Assigned task — Produce a verbatim copy of the lines from the one holding "Target: paper sign" through the last line of the listing, and nothing else.

◆ ◆ ◆ ◆

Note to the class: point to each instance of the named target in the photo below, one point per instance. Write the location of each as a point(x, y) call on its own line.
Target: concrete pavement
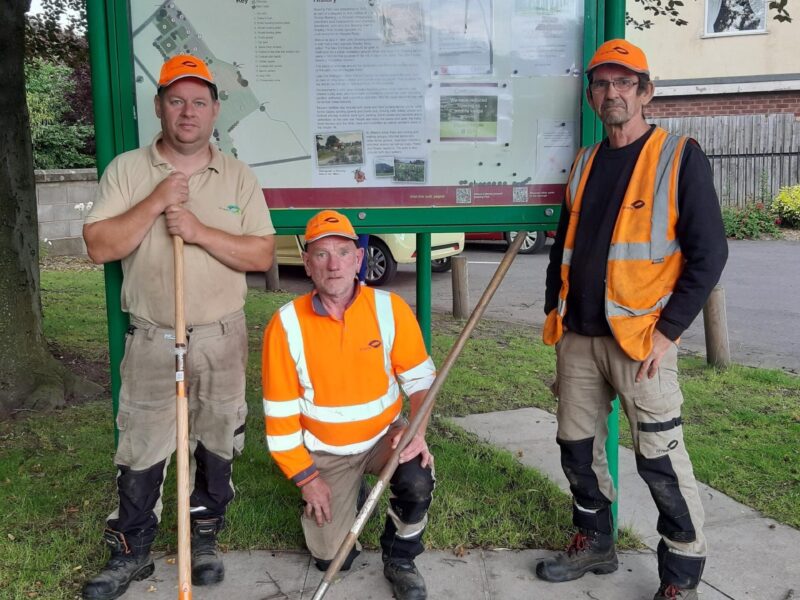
point(751, 557)
point(478, 575)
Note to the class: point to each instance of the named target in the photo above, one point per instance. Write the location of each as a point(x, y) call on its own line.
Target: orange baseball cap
point(329, 222)
point(182, 66)
point(620, 52)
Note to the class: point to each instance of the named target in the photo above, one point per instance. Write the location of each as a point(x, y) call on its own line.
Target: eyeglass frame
point(602, 85)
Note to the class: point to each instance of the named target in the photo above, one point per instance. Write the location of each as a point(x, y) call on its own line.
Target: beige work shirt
point(225, 195)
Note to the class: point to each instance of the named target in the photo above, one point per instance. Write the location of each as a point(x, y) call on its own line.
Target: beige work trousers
point(590, 372)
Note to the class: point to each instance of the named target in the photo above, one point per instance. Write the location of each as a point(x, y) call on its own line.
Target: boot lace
point(578, 544)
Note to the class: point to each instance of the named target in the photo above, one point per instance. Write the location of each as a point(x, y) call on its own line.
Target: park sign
point(412, 115)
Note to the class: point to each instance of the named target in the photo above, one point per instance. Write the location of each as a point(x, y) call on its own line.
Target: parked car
point(384, 253)
point(534, 242)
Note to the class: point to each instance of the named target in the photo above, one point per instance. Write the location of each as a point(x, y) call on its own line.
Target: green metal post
point(115, 132)
point(614, 27)
point(424, 286)
point(106, 148)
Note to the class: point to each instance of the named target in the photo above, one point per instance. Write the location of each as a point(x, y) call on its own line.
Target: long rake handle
point(427, 406)
point(182, 431)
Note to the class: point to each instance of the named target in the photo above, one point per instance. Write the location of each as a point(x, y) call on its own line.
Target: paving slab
point(751, 556)
point(477, 575)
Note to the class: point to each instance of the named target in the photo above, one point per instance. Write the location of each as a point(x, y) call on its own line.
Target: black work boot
point(407, 583)
point(588, 551)
point(669, 591)
point(126, 564)
point(207, 567)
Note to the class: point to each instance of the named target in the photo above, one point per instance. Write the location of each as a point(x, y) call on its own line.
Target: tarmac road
point(761, 282)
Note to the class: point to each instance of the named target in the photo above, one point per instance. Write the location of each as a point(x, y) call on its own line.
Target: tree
point(29, 375)
point(671, 9)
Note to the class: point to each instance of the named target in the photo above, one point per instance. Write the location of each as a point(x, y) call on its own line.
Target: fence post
point(272, 277)
point(460, 287)
point(715, 322)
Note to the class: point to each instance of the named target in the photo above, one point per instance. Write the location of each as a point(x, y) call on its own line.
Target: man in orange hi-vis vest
point(639, 247)
point(336, 365)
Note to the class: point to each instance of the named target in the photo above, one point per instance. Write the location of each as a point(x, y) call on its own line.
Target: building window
point(735, 17)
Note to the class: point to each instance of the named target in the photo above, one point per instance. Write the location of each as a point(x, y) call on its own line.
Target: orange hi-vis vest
point(644, 259)
point(335, 386)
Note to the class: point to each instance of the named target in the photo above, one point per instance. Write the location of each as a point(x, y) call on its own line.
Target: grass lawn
point(56, 472)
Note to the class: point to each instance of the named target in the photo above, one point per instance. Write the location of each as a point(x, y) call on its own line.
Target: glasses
point(623, 84)
point(322, 256)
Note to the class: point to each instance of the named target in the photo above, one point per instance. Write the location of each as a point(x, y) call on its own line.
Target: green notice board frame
point(111, 55)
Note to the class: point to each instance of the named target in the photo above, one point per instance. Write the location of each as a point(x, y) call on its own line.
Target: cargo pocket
point(239, 432)
point(145, 437)
point(659, 423)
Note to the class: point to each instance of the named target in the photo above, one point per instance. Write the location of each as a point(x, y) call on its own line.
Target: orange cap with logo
point(620, 52)
point(329, 222)
point(182, 66)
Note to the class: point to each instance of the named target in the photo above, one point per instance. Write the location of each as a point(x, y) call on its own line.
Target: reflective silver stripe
point(618, 310)
point(418, 378)
point(639, 250)
point(314, 444)
point(279, 409)
point(385, 314)
point(294, 337)
point(282, 443)
point(562, 306)
point(661, 200)
point(348, 413)
point(353, 412)
point(406, 531)
point(577, 173)
point(566, 259)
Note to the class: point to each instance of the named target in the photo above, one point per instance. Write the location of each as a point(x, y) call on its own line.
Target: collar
point(319, 308)
point(157, 160)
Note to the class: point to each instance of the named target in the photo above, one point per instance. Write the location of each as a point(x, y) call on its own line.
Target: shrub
point(751, 222)
point(786, 206)
point(56, 144)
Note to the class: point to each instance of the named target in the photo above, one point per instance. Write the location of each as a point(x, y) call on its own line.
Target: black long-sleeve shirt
point(700, 232)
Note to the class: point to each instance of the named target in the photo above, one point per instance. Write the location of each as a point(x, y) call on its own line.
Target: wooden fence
point(752, 156)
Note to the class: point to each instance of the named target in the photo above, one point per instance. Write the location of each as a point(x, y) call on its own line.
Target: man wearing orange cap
point(640, 245)
point(336, 365)
point(180, 185)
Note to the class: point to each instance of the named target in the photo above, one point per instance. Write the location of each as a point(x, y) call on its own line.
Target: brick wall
point(725, 104)
point(64, 198)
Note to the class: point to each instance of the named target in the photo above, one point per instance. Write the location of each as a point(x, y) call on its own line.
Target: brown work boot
point(407, 583)
point(669, 591)
point(588, 551)
point(128, 562)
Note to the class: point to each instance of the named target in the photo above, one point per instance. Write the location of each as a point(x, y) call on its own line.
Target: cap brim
point(621, 64)
point(186, 76)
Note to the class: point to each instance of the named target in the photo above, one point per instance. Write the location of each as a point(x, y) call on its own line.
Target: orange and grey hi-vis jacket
point(644, 259)
point(335, 386)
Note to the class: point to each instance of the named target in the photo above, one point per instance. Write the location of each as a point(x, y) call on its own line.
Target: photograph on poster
point(409, 170)
point(384, 166)
point(403, 22)
point(339, 148)
point(468, 118)
point(735, 16)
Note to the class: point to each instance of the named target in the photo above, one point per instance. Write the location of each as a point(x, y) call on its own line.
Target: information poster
point(381, 102)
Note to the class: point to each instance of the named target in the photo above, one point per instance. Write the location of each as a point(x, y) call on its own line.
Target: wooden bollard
point(715, 322)
point(460, 287)
point(272, 277)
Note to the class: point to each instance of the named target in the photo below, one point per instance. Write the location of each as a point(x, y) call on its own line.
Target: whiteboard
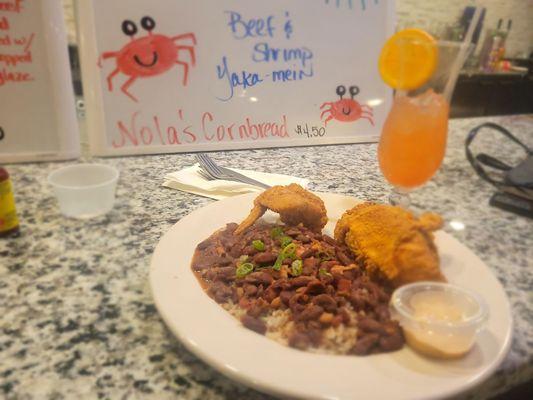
point(37, 110)
point(175, 76)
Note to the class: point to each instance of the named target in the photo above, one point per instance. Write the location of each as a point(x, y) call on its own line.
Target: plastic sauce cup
point(438, 319)
point(84, 190)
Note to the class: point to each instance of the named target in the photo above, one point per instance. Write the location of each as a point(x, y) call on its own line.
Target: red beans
point(266, 257)
point(330, 287)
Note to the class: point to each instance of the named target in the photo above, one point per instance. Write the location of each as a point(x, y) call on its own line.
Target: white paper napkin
point(188, 180)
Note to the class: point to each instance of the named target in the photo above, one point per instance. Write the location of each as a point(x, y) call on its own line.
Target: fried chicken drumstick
point(392, 241)
point(293, 203)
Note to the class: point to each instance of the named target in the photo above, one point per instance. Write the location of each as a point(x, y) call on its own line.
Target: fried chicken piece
point(294, 205)
point(392, 241)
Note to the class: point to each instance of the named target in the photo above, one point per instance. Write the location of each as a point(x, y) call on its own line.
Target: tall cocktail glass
point(413, 138)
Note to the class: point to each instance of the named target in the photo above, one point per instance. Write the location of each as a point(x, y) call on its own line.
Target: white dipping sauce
point(435, 315)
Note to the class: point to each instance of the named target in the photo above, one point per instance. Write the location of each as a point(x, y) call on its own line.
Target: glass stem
point(400, 197)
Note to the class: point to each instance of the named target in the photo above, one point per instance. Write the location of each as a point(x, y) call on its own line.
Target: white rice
point(335, 340)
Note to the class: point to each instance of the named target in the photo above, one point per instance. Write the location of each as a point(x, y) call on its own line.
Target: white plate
point(220, 340)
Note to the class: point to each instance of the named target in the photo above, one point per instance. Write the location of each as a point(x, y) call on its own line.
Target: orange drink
point(413, 139)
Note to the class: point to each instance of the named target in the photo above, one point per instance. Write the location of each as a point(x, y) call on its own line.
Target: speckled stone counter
point(76, 315)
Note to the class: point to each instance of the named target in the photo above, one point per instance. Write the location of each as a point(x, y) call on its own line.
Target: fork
point(218, 172)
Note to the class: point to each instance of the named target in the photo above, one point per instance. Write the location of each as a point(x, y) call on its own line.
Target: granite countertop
point(77, 318)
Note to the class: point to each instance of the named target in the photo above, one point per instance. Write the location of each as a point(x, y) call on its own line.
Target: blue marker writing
point(244, 79)
point(255, 27)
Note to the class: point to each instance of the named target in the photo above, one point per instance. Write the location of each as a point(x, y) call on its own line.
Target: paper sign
point(175, 76)
point(37, 111)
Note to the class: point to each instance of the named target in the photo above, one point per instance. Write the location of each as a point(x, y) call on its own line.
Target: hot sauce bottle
point(9, 224)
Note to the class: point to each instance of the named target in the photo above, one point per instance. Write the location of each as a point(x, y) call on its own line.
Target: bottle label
point(8, 213)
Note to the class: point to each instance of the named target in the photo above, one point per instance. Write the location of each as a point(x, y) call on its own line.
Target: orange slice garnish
point(408, 59)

◆ ◆ ◆ ◆

Final answer —
Target: paper sign
point(175, 76)
point(37, 111)
Note to the class: point to each instance of the named target in the photo above, one point per instance. Write the location of each as a point(x, y) call on its own line.
Target: hot sauce bottle
point(9, 224)
Note to the class: point to each instance of the named target in the photo above, one point per instance. Write the location of each as a point(x, y) call on its own line.
Target: bottle label
point(8, 213)
Note to the class: point to each instance of the named target in the photo above, one point per instance. Write the location of each as a point(x, y) call on its own line.
Target: orange slice garnish
point(408, 59)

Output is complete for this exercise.